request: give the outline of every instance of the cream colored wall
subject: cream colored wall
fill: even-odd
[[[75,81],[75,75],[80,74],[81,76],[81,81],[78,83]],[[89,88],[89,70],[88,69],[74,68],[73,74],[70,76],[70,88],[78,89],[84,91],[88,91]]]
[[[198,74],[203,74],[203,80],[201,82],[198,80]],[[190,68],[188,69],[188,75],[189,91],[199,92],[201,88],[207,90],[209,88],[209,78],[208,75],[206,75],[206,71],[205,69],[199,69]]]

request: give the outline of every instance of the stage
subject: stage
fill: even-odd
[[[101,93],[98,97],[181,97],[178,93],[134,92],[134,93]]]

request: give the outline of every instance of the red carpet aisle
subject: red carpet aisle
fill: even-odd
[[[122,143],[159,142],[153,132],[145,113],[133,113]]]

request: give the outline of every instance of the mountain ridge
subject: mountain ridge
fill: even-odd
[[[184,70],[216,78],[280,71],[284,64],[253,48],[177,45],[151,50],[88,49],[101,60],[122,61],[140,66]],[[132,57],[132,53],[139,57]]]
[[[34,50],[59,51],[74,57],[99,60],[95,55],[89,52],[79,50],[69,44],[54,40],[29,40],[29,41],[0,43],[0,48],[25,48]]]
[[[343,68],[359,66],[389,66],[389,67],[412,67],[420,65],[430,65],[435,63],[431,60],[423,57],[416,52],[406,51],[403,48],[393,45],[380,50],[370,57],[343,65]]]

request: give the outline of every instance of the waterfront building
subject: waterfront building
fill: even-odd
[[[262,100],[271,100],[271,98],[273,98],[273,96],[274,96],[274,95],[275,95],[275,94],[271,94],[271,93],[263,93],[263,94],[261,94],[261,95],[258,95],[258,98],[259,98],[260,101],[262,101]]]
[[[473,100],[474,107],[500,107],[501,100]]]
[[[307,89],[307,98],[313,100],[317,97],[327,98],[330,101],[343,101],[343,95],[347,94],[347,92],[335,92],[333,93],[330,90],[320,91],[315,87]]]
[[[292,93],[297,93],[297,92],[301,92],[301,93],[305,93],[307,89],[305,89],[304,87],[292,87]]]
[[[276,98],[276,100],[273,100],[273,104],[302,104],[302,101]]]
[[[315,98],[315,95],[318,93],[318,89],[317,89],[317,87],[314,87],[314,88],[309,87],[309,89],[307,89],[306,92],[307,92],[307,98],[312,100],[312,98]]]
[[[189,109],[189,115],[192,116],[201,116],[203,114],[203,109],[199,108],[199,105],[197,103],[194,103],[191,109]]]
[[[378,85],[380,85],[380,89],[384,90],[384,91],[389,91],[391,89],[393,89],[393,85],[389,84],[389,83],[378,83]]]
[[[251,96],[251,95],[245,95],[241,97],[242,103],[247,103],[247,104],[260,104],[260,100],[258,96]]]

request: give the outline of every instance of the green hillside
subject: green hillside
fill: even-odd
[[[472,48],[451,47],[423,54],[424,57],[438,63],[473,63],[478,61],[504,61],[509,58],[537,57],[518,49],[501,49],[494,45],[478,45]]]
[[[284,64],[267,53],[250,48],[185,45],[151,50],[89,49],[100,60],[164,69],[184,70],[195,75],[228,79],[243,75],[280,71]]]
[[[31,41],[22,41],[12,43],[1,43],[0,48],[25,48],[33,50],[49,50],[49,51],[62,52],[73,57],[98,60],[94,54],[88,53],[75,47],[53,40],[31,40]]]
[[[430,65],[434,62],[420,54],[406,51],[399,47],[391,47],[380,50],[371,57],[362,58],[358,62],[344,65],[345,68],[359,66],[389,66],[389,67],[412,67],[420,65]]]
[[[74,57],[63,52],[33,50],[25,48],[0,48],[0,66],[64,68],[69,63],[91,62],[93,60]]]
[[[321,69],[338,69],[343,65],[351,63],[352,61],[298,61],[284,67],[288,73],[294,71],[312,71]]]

> _What you have to do_: Rescale only the lines of the records starting with the line containing "request: give the outline of every instance of the red" and going on through the line containing "[[[122,143],[159,142],[153,132],[145,113],[133,113]]]". Write those lines out again with the request included, multiplying every coordinate in the outlines by 1.1 and rounding each result to a whole number, with halves rounded up.

> _Result of the task_:
request: give the outline of every instance of the red carpet aisle
subject: red carpet aisle
fill: even-odd
[[[134,157],[175,156],[168,145],[160,124],[146,124]]]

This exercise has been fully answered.